(Data entries)
○ ○ ○ ○

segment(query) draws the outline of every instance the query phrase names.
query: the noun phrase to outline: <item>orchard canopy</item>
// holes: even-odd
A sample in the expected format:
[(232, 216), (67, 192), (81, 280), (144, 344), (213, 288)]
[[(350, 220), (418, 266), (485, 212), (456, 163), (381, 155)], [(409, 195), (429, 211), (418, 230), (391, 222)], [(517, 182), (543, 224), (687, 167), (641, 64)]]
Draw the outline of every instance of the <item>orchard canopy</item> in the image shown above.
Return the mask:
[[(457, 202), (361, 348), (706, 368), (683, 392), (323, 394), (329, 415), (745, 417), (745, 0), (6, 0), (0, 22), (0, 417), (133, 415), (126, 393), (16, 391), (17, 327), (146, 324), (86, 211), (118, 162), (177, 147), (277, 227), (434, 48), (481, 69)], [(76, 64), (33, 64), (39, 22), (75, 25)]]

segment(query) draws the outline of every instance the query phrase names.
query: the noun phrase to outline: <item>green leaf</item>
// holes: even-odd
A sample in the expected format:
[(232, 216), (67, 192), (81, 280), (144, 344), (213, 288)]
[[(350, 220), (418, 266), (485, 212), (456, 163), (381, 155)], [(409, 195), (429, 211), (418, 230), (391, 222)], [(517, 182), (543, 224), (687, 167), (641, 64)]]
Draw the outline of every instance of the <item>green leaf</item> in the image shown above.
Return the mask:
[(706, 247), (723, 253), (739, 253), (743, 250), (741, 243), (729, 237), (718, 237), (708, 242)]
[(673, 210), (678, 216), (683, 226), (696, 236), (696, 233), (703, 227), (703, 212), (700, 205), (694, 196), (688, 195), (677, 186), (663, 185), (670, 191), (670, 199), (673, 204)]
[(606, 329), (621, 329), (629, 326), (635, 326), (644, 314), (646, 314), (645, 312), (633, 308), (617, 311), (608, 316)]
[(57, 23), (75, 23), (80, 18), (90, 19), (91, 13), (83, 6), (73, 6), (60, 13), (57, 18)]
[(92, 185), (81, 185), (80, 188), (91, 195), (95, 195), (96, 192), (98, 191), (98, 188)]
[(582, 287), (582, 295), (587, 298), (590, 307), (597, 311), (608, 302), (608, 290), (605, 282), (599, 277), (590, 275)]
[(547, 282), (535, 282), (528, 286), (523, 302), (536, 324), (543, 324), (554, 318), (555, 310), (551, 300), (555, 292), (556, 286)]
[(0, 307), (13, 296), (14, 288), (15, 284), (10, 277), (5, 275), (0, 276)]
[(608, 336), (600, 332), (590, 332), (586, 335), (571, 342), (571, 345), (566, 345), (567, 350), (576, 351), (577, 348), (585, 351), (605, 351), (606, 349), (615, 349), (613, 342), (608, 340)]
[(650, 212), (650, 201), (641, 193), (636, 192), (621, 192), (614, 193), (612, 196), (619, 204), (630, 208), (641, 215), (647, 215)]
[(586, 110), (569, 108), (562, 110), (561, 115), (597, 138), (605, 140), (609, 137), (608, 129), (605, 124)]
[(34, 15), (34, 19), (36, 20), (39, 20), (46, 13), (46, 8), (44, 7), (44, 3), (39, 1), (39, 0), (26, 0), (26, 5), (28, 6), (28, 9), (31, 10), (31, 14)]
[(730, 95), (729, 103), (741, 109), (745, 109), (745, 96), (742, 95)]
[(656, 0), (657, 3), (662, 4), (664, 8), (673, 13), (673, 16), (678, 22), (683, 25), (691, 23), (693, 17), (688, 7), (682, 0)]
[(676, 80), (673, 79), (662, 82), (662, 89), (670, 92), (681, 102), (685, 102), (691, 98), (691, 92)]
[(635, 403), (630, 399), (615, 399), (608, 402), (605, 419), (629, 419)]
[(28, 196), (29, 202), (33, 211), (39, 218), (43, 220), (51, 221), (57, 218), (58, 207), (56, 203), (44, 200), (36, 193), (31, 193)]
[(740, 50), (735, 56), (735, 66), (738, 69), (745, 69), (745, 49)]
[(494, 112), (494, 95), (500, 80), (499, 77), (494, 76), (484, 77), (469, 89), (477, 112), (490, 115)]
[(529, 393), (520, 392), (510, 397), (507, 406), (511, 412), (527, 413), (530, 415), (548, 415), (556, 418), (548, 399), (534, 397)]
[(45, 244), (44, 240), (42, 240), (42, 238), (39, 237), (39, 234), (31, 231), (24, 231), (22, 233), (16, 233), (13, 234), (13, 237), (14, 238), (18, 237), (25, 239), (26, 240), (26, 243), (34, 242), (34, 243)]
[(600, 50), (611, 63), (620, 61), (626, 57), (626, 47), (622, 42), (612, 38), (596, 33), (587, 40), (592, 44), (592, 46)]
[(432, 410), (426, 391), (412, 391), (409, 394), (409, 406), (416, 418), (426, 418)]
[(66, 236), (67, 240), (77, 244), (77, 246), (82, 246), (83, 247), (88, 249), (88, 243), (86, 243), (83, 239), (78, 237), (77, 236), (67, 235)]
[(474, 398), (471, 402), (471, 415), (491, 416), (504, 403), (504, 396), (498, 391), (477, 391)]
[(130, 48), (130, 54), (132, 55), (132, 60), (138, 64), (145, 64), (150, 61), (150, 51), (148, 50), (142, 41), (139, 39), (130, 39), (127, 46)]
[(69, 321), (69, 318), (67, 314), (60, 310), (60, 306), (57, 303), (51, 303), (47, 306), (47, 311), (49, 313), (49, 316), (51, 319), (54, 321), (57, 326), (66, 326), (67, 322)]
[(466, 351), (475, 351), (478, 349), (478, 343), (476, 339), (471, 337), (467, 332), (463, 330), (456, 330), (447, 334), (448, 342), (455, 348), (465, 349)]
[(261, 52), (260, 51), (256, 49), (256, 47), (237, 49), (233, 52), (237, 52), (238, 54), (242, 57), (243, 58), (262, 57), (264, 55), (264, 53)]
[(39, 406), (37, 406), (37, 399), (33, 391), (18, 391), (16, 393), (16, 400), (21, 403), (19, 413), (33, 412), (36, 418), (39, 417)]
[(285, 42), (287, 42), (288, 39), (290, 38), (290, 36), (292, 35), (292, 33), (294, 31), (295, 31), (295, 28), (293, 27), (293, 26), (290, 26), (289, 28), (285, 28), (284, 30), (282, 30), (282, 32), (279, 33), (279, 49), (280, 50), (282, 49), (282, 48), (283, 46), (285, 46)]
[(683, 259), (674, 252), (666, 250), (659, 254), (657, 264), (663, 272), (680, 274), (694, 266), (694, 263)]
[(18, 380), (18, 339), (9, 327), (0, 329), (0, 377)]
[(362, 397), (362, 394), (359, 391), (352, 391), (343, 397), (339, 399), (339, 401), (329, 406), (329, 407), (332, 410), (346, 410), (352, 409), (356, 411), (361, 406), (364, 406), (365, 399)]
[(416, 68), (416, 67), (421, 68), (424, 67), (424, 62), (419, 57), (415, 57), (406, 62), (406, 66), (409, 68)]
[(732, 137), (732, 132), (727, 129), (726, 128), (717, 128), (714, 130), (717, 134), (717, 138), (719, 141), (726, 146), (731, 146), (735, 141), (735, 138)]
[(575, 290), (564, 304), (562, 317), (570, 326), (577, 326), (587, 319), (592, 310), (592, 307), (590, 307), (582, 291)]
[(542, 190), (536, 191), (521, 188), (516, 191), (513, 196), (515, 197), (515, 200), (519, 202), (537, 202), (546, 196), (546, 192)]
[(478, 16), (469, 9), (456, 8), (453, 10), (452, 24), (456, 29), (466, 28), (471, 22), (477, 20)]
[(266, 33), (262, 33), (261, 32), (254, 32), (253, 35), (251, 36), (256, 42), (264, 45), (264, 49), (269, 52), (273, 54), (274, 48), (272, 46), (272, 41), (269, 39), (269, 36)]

○ ○ ○ ○

▸ Job
Express every line of the data above as a JSON list of strings, one string per line, with blank lines omitted.

▸ Finished exercise
[
  "segment(query) draws the outline of every instance the query phrase names.",
  "query: the noun phrase to outline: <item>orchard canopy</item>",
  "// holes: even-odd",
  "A sample in the expected format:",
  "[(232, 216), (67, 192), (81, 280), (144, 344), (213, 288)]",
  "[[(350, 220), (418, 266), (485, 212), (456, 163), (381, 155)], [(409, 195), (429, 211), (418, 230), (391, 222)], [(517, 182), (543, 224), (687, 167), (641, 64)]]",
  "Draw the outline of every instance of the <item>orchard canopy</item> in the image shown above.",
  "Return the mask:",
  "[[(457, 202), (361, 348), (706, 368), (683, 392), (323, 394), (329, 415), (745, 417), (745, 0), (6, 0), (0, 22), (0, 417), (133, 415), (126, 393), (16, 391), (17, 327), (146, 324), (86, 211), (118, 162), (177, 147), (277, 227), (434, 48), (481, 69)], [(76, 64), (33, 64), (39, 22), (75, 25)]]",
  "segment(query) draws the outline of every instance the query phrase names.",
  "query: the noun phrase to outline: <item>green leaf</item>",
  "// holes: even-odd",
  "A sample in the expected format:",
  "[(232, 216), (67, 192), (81, 280), (144, 344), (213, 288)]",
  "[[(350, 220), (418, 266), (485, 212), (456, 163), (381, 155)], [(409, 195), (429, 211), (418, 230), (391, 222)], [(517, 182), (543, 224), (687, 167), (641, 64)]]",
  "Draw the outline of every instance of the <item>green leaf</item> in the image shown above.",
  "Return the mask:",
  "[(706, 247), (723, 253), (739, 253), (743, 250), (741, 243), (729, 237), (718, 237), (708, 242)]",
  "[(673, 210), (678, 216), (683, 226), (696, 236), (696, 233), (703, 227), (703, 212), (700, 205), (694, 196), (688, 195), (677, 186), (663, 185), (670, 191), (670, 199), (673, 204)]",
  "[(606, 329), (621, 329), (629, 326), (635, 326), (644, 314), (646, 314), (645, 312), (633, 308), (617, 311), (608, 316)]",
  "[(57, 23), (75, 23), (80, 18), (90, 19), (91, 13), (83, 6), (73, 6), (60, 13), (57, 18)]",
  "[(92, 185), (81, 185), (80, 188), (91, 195), (95, 195), (96, 192), (98, 191), (98, 188)]",
  "[(582, 287), (582, 295), (587, 298), (590, 307), (597, 311), (608, 302), (608, 290), (605, 282), (599, 277), (590, 275)]",
  "[(547, 282), (535, 282), (528, 286), (523, 302), (536, 324), (543, 324), (554, 318), (555, 310), (551, 300), (555, 292), (556, 286)]",
  "[(0, 307), (13, 296), (14, 288), (15, 284), (10, 277), (5, 275), (0, 276)]",
  "[(608, 336), (600, 332), (590, 332), (586, 335), (571, 342), (571, 345), (566, 345), (567, 350), (576, 351), (577, 348), (585, 351), (605, 351), (606, 349), (615, 349), (613, 342), (608, 340)]",
  "[(650, 212), (650, 201), (641, 193), (636, 192), (621, 192), (614, 193), (612, 196), (619, 204), (630, 208), (641, 215), (647, 215)]",
  "[(586, 110), (569, 108), (562, 110), (561, 115), (597, 138), (605, 140), (609, 137), (608, 129), (605, 124)]",
  "[(34, 15), (34, 19), (36, 20), (39, 20), (46, 13), (46, 8), (44, 7), (44, 3), (39, 1), (39, 0), (26, 0), (26, 5), (28, 6), (28, 9), (31, 10), (31, 14)]",
  "[(730, 95), (729, 103), (741, 109), (745, 109), (745, 96), (742, 95)]",
  "[(656, 0), (657, 3), (662, 4), (664, 8), (673, 13), (673, 16), (678, 22), (683, 25), (691, 23), (693, 17), (688, 7), (682, 0)]",
  "[(676, 80), (673, 79), (662, 82), (662, 89), (670, 92), (681, 102), (685, 102), (691, 98), (691, 92)]",
  "[(635, 403), (630, 399), (615, 399), (608, 402), (605, 419), (629, 419)]",
  "[(28, 196), (29, 202), (33, 211), (39, 218), (43, 220), (51, 221), (57, 218), (58, 207), (56, 203), (44, 200), (36, 193), (31, 193)]",
  "[(740, 50), (735, 56), (735, 66), (738, 69), (745, 69), (745, 49)]",
  "[(494, 112), (494, 95), (500, 80), (499, 77), (494, 76), (484, 77), (469, 89), (477, 112), (490, 115)]",
  "[(529, 393), (520, 392), (510, 397), (507, 406), (511, 412), (527, 413), (530, 415), (548, 415), (556, 418), (548, 399), (534, 397)]",
  "[(45, 244), (44, 240), (42, 240), (42, 238), (39, 237), (39, 234), (31, 231), (24, 231), (22, 233), (16, 233), (13, 234), (13, 237), (14, 238), (18, 237), (25, 239), (26, 240), (26, 243), (34, 242), (34, 243)]",
  "[(600, 50), (611, 63), (620, 61), (626, 57), (626, 47), (622, 42), (612, 38), (596, 33), (587, 40), (592, 44), (592, 46)]",
  "[(432, 410), (426, 391), (412, 391), (409, 394), (409, 406), (416, 418), (426, 418)]",
  "[(66, 236), (67, 240), (77, 244), (77, 246), (82, 246), (83, 247), (88, 249), (88, 243), (86, 243), (83, 239), (78, 237), (77, 236), (67, 235)]",
  "[(474, 398), (471, 402), (471, 415), (491, 416), (504, 403), (504, 396), (498, 391), (477, 391)]",
  "[(130, 48), (130, 54), (132, 55), (132, 60), (138, 64), (145, 64), (150, 61), (150, 51), (148, 50), (142, 41), (139, 39), (130, 39), (127, 46)]",
  "[(69, 321), (69, 318), (67, 314), (60, 310), (60, 306), (57, 303), (51, 303), (47, 306), (47, 311), (49, 313), (49, 316), (51, 319), (54, 321), (57, 326), (66, 326), (67, 322)]",
  "[(466, 351), (475, 351), (478, 349), (478, 343), (476, 339), (471, 337), (467, 332), (463, 330), (456, 330), (447, 334), (448, 342), (455, 348), (465, 349)]",
  "[(261, 52), (260, 51), (256, 49), (256, 47), (237, 49), (233, 52), (237, 52), (238, 54), (242, 57), (243, 58), (262, 57), (264, 55), (264, 53)]",
  "[(39, 406), (37, 406), (37, 399), (33, 391), (18, 391), (16, 393), (16, 400), (21, 403), (19, 413), (33, 412), (36, 418), (39, 417)]",
  "[(285, 42), (287, 42), (288, 39), (290, 38), (290, 36), (292, 35), (292, 33), (294, 31), (295, 31), (295, 28), (293, 27), (293, 26), (290, 26), (289, 28), (285, 28), (284, 30), (282, 30), (282, 32), (279, 33), (279, 49), (280, 50), (282, 49), (282, 48), (283, 46), (285, 46)]",
  "[(683, 259), (674, 252), (666, 250), (659, 254), (657, 264), (663, 272), (680, 274), (694, 266), (694, 263)]",
  "[(18, 380), (18, 339), (9, 327), (0, 329), (0, 377)]",
  "[(362, 397), (362, 394), (359, 391), (352, 391), (343, 397), (339, 399), (339, 401), (329, 406), (329, 407), (332, 410), (346, 410), (352, 409), (356, 411), (361, 406), (364, 406), (365, 399)]",
  "[(416, 68), (416, 67), (421, 68), (424, 67), (424, 62), (419, 57), (415, 57), (406, 62), (406, 66), (409, 68)]",
  "[(732, 137), (732, 132), (727, 129), (726, 128), (717, 128), (714, 130), (717, 134), (717, 138), (719, 141), (726, 146), (731, 146), (735, 141), (735, 138)]",
  "[(575, 290), (564, 304), (562, 317), (570, 326), (577, 326), (587, 319), (592, 310), (592, 307), (590, 307), (582, 291)]",
  "[(542, 190), (536, 191), (521, 188), (516, 191), (513, 196), (515, 197), (515, 200), (519, 202), (537, 202), (546, 196), (546, 192)]",
  "[(478, 16), (469, 9), (456, 8), (453, 10), (452, 24), (456, 29), (466, 28), (471, 22), (477, 20)]",
  "[(266, 33), (262, 33), (261, 32), (254, 32), (253, 35), (251, 36), (256, 42), (264, 45), (264, 49), (269, 52), (273, 54), (274, 48), (272, 46), (272, 41), (269, 39), (269, 36)]"
]